_Records for this exercise_:
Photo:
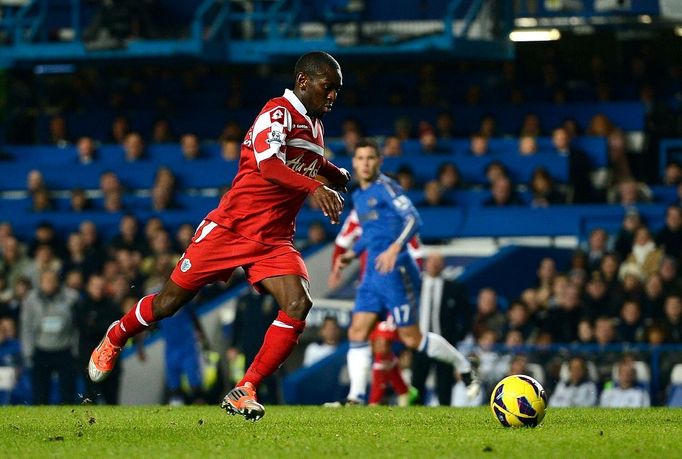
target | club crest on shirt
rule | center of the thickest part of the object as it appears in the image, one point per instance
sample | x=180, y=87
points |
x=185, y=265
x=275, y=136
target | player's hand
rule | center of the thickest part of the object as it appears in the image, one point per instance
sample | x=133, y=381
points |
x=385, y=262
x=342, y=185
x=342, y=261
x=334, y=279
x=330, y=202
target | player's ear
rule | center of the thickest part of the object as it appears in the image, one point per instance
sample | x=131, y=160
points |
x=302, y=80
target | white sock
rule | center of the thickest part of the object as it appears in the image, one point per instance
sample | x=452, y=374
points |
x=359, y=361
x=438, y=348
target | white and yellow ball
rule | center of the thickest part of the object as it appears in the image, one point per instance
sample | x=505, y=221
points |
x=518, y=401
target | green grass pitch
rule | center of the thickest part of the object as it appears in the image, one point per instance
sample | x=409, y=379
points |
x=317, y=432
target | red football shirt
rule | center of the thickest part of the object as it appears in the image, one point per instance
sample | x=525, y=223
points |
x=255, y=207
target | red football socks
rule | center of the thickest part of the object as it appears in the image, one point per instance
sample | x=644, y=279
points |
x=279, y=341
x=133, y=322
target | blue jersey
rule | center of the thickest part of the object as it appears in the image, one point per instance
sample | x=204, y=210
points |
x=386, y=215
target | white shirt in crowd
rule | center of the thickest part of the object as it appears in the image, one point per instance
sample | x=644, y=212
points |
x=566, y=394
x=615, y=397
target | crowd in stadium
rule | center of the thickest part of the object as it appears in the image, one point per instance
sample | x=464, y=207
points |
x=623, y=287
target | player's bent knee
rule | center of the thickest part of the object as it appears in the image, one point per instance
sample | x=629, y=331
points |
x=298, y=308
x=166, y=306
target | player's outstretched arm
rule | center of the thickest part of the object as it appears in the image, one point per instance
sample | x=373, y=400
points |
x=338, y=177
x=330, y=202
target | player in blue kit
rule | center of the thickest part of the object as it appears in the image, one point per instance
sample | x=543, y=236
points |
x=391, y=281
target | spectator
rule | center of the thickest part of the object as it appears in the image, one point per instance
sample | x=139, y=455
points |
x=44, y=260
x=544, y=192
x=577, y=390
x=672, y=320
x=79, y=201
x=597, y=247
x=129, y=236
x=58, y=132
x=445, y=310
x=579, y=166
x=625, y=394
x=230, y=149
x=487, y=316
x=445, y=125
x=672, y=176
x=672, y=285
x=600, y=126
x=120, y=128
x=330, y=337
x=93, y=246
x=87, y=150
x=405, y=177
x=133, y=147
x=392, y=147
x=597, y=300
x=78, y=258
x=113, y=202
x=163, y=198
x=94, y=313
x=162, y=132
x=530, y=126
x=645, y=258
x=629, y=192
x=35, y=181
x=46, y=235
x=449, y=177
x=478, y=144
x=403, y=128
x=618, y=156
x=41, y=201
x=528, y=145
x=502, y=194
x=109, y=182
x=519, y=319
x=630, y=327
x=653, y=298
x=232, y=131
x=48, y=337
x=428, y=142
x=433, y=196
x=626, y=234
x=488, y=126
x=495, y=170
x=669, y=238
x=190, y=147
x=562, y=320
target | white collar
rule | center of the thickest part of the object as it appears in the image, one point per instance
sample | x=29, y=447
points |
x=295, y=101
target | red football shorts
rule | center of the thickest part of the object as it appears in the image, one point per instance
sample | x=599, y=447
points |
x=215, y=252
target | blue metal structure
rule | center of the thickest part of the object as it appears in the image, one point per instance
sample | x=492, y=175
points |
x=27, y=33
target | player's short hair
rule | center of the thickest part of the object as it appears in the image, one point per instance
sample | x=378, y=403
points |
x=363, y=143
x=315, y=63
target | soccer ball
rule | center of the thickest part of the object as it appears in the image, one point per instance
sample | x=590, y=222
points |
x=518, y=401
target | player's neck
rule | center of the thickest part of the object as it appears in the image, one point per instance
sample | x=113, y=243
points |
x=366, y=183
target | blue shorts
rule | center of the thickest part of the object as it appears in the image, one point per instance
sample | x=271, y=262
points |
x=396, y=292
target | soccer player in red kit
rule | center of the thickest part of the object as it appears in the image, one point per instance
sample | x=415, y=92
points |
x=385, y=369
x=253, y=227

_Task to carry out_: Print out every entry above without changing a word, and leave out the pictures.

_Solution for this problem_:
Photo:
target | club crest on shirt
rule | center of the thickest part of the object as it appears in the image, one point per instance
sample | x=180, y=87
points |
x=185, y=265
x=275, y=136
target | player's hand
rule | center of the thickest part of the object as it appears in the image, one point per instance
sample | x=133, y=381
points |
x=385, y=262
x=342, y=185
x=342, y=261
x=334, y=279
x=330, y=202
target | player's ear
rule | center of the thickest part of the object as it appears in the image, one point per instance
sample | x=131, y=160
points |
x=302, y=80
target | white sock
rule | center of the thickest part of the object as it appears in the image, one point per instance
sample | x=452, y=374
points |
x=359, y=361
x=438, y=348
target | white and yellow ball
rule | center of the thickest part of the object as it appears in the image, one point per instance
sample | x=505, y=221
points |
x=518, y=401
target | green grass pitch
rule | center of the thickest part of the object as it appears in the image, one point per instance
sample | x=409, y=379
points |
x=317, y=432
target | red football shirt
rule | center of the thickest part of the object as it appears in the image, one point per instance
sample | x=525, y=223
points |
x=255, y=207
target | red football socks
rule | center of the thickest part of the object as it appears in the image, one point per instance
sample | x=644, y=279
points |
x=279, y=341
x=133, y=322
target | blue jersey
rule | center of the thickest part of the object as it appears in the image, one point per instance
sample | x=204, y=210
points |
x=386, y=215
target | white shirt in crowd
rule | center of the thickest part of the object as it appears in the image, one point per instance
sample | x=644, y=212
points |
x=566, y=394
x=615, y=397
target | crowd in stadium
rule | center of the thickest part of the object as it appears in the image, one point per instance
sample | x=464, y=207
points |
x=623, y=287
target | player's bent knee
rule | center of the thickest part of the object as it appears in the image, one point per instance
sample | x=629, y=331
points |
x=298, y=308
x=166, y=306
target | player's outstretched arm
rule | center of the thickest part of the object as it appears in the image, one point per instance
sample | x=373, y=400
points |
x=338, y=177
x=330, y=202
target | player in blue kit
rule | center of the thickest part of the object as it appears in the image, one point per instance
sample | x=543, y=236
points |
x=391, y=281
target | spectator
rule | center of the thickest part of the object as it appears in the image, one point per instance
sample | x=139, y=455
points |
x=44, y=260
x=544, y=192
x=577, y=390
x=672, y=320
x=79, y=201
x=597, y=247
x=129, y=236
x=58, y=132
x=445, y=310
x=579, y=166
x=625, y=394
x=230, y=149
x=487, y=316
x=445, y=125
x=672, y=176
x=672, y=285
x=600, y=126
x=120, y=128
x=330, y=337
x=93, y=246
x=87, y=150
x=405, y=177
x=133, y=147
x=392, y=147
x=597, y=300
x=78, y=258
x=113, y=202
x=163, y=198
x=94, y=313
x=162, y=132
x=530, y=126
x=645, y=258
x=629, y=192
x=35, y=181
x=46, y=235
x=449, y=177
x=478, y=144
x=403, y=128
x=618, y=156
x=41, y=201
x=528, y=145
x=502, y=194
x=109, y=182
x=519, y=319
x=630, y=327
x=653, y=298
x=232, y=131
x=48, y=337
x=428, y=142
x=433, y=196
x=626, y=234
x=488, y=126
x=495, y=170
x=669, y=238
x=190, y=147
x=562, y=320
target | white collar
rule | center of the thickest part of the object as it appears in the image, one point per instance
sample | x=29, y=447
points |
x=295, y=101
target | red football shorts
rule | center of the thickest part of the object as it appears in the image, one point per instance
sample | x=599, y=447
points |
x=215, y=252
target | blue metal structure
rule | center of the thickest part of the object as it appears in the image, one point per instance
sample | x=492, y=175
points |
x=27, y=33
target | player's short hair
rule | center of the thickest part of the object as it appears in the image, one point per instance
sample | x=378, y=403
points |
x=363, y=143
x=315, y=63
target | soccer ball
rule | center of the thickest part of the object as it appears in the image, one point per instance
sample | x=590, y=222
points |
x=518, y=401
target | player's neck
rule | center of the thickest part of the object as it appears in the image, one point per instance
sample | x=113, y=243
points |
x=366, y=183
target | blue shorts
rule | center of the thickest part of the object as it appears in the image, one point per instance
sample | x=271, y=262
points |
x=396, y=292
target | soccer player in red kit
rule | center of the thickest part of the object as it appears in the image, one point per instance
sample | x=415, y=92
points |
x=385, y=369
x=253, y=227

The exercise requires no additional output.